But sneaker reselling isn’t dead. The industry and the job description have changed—and only some entrepreneurs have kept pace.

My Cuzin Vintage / Brett Nilsen
My Cuzin Vintage / Brett Nilsen

The youth-fueled industry led by Web 2.0 start-ups has purged the casual players, leaving space for only veterans, tech-savvy teens-turned-young-adults, and sellers sharp enough to capitalize on adjacent trends and storytelling.

“We’re seeing people become more sophisticated with their operations,” Brett Nilsen, a 25-year-old CEO and cofounder of Copyt, tells FOS. “Leasing out warehouse spaces, hiring out folks? It’s becoming a more efficient, professionalized, and scalable industry than it just was.”

One of the largest changes from five years ago: The reselling business is almost always less lucrative on a per-item basis. “Lining up for a pair of shoes that they could flip for $1,000? That’s no longer realistic,” Nilsen says. “You need maybe a hundred shoes to flip to make that same $1,000.” 

With margins nowhere near what they used to be and taste as fragmented as ever, part of the new hustle for resellers has become expanding their offerings. 

“It’s not just about Jordans anymore,” Spano says. “We’re selling Labubus right now, which is crazy. But it’s an accessory and has that same feel to a Jordan selling out. We’re always pivoting towards new things. One year we were selling the new PlayStation. You’ve gotta adjust because you can’t make the money that it once was.”

At the same time, adjusting entrepreneurs like Spano have pivoted to taking on a low-margin, high-volume approach with a revived interest in used sneakers.

TikTok

In any approach, speed is everything.

### EXERCISE AIM
Copy the part of the sneaker reselling text between "The youth-fueled industry" and "trends and storytelling.", inclusive, changing "casual players" to "part-time sellers".

### PROVIDED RECORDS
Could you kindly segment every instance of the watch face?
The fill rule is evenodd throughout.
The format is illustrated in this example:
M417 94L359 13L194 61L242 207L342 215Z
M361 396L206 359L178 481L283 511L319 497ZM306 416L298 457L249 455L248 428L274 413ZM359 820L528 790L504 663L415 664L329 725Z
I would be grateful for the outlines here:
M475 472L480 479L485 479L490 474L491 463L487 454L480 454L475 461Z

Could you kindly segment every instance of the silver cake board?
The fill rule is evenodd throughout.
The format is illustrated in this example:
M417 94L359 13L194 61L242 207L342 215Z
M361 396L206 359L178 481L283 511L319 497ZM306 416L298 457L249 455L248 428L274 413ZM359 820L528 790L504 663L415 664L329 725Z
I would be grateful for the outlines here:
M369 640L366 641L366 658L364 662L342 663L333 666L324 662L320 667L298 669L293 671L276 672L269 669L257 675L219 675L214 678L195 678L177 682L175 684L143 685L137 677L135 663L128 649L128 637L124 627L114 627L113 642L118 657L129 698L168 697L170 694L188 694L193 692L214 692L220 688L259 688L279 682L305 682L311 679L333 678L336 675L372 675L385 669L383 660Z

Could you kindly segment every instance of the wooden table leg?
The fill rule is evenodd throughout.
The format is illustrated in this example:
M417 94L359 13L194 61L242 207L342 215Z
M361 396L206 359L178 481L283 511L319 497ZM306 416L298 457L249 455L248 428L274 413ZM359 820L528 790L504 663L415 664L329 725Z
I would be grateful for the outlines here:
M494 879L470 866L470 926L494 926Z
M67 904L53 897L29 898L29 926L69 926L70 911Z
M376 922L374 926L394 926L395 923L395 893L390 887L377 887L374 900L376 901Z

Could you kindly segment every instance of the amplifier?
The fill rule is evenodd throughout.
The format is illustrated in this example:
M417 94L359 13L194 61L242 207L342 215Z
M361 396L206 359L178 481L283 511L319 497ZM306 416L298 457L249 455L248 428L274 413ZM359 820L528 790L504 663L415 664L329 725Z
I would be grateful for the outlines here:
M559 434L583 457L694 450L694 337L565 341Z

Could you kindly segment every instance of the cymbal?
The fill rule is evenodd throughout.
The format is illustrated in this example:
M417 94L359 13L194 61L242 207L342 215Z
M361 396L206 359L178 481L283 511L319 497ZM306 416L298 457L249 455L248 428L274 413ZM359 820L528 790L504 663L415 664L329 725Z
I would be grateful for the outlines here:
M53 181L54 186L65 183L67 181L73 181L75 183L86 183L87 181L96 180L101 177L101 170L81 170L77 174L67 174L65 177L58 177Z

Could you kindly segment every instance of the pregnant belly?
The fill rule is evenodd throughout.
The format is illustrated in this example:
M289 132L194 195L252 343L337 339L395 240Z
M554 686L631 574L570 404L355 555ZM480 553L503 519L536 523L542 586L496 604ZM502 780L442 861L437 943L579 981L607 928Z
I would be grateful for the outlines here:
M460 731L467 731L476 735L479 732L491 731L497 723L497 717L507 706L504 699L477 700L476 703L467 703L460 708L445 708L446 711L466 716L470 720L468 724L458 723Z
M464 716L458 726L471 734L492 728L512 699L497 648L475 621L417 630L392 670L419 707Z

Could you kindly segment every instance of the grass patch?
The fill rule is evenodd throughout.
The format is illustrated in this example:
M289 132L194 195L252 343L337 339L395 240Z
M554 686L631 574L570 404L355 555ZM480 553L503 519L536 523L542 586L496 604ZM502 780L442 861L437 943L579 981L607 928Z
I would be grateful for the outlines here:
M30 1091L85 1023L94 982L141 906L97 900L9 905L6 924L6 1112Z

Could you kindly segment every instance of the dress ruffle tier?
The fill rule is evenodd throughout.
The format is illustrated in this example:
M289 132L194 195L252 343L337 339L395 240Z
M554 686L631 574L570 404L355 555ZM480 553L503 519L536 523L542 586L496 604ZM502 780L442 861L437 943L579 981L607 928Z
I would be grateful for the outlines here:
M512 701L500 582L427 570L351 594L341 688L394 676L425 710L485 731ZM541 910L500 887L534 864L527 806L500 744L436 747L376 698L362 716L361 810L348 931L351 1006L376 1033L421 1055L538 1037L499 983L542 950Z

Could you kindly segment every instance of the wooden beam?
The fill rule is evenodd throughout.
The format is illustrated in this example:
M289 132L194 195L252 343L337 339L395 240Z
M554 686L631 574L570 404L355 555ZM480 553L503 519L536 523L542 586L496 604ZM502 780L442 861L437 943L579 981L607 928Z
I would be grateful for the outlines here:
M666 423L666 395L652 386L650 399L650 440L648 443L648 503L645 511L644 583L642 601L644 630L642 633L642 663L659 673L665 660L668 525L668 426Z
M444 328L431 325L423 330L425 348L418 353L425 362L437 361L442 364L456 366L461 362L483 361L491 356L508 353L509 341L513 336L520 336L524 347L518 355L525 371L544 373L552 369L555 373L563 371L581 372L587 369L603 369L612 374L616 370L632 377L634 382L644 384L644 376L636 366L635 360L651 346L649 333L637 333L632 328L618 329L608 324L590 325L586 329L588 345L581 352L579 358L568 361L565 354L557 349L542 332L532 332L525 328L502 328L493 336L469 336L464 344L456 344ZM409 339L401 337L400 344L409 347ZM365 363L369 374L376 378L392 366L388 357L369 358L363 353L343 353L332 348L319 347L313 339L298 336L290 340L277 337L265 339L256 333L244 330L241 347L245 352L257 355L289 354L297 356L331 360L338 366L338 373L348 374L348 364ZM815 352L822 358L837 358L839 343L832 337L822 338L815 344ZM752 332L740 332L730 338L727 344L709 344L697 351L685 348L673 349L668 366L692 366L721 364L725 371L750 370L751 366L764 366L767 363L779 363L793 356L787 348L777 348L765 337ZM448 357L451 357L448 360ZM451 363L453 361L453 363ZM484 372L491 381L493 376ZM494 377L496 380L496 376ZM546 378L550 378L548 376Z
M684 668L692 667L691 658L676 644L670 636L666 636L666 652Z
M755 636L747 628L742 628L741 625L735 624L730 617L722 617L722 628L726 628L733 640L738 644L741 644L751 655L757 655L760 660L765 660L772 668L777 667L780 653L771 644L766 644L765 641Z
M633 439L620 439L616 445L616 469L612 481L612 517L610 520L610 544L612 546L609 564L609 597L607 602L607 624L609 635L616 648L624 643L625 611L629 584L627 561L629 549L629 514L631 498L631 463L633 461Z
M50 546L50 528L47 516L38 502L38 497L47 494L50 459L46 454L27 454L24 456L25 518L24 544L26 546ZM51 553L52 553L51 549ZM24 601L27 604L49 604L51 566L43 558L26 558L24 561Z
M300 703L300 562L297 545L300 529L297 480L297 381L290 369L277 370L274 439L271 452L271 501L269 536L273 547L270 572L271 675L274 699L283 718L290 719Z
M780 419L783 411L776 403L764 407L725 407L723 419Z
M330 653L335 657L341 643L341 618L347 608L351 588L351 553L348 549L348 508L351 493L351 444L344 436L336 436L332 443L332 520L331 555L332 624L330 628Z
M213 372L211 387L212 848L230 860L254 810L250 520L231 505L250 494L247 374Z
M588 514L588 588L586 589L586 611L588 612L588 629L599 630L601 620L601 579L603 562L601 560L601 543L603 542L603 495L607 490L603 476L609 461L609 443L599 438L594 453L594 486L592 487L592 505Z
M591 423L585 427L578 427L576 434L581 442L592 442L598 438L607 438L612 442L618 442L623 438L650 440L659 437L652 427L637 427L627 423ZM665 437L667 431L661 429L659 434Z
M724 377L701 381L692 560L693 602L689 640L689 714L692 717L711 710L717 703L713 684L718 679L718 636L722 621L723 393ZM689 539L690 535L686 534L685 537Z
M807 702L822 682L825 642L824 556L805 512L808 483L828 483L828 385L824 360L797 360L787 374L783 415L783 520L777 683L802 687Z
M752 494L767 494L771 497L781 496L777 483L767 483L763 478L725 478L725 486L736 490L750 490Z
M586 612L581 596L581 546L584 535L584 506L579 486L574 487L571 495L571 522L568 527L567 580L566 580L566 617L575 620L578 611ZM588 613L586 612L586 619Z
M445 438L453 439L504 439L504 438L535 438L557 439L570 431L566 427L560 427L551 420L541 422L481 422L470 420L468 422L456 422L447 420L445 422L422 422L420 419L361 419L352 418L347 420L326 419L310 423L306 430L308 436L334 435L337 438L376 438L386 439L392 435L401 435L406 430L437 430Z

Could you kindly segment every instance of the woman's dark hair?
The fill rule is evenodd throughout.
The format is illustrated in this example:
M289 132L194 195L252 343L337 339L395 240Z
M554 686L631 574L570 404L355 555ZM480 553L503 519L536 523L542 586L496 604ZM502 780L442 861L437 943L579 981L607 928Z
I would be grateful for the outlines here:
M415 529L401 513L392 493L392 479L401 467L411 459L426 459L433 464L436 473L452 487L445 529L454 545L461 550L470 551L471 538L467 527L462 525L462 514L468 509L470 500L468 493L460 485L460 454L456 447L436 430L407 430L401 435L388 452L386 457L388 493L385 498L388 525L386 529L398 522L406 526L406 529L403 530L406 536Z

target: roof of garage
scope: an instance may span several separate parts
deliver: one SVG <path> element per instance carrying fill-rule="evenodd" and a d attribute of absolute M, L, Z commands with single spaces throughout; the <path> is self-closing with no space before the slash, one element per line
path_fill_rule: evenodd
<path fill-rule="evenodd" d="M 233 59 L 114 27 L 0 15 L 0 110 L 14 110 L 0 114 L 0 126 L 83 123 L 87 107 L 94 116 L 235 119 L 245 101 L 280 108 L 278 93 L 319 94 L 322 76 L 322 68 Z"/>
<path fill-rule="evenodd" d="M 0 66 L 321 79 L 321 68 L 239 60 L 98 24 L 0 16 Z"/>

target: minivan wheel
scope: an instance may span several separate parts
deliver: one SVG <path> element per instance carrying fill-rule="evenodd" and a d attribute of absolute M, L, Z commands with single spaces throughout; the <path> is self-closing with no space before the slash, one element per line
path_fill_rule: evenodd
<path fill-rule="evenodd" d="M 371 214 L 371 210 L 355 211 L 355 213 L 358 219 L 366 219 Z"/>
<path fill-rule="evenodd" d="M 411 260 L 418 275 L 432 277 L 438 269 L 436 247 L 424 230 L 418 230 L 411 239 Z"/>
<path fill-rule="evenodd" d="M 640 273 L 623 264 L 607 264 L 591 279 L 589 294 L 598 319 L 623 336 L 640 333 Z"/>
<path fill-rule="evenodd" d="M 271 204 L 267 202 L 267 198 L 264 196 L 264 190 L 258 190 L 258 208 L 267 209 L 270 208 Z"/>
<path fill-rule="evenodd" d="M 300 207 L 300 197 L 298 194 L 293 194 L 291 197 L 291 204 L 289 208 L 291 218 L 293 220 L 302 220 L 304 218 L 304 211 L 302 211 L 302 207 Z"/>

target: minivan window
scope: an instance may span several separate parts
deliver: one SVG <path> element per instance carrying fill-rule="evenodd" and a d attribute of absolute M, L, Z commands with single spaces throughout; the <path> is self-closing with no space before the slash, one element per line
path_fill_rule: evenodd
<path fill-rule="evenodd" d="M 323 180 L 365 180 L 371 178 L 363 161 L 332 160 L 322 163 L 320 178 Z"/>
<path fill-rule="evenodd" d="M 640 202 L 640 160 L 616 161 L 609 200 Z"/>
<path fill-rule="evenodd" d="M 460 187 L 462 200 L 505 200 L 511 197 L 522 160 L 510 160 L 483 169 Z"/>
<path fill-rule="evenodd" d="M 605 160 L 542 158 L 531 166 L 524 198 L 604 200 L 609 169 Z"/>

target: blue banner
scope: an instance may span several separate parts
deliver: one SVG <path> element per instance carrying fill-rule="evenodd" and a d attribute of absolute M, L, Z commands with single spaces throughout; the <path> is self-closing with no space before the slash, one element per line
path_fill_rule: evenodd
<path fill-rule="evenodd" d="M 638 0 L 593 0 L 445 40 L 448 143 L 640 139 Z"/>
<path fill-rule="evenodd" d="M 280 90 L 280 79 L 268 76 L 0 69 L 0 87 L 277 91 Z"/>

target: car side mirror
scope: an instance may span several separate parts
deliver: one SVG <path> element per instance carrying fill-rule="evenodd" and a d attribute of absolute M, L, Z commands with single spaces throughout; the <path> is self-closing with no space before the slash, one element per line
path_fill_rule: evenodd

### EXERCISE RESPONSE
The youth-fueled industry led by Web 2.0 start-ups has purged the part-time sellers, leaving space for only veterans, tech-savvy teens-turned-young-adults, and sellers sharp enough to capitalize on adjacent trends and storytelling.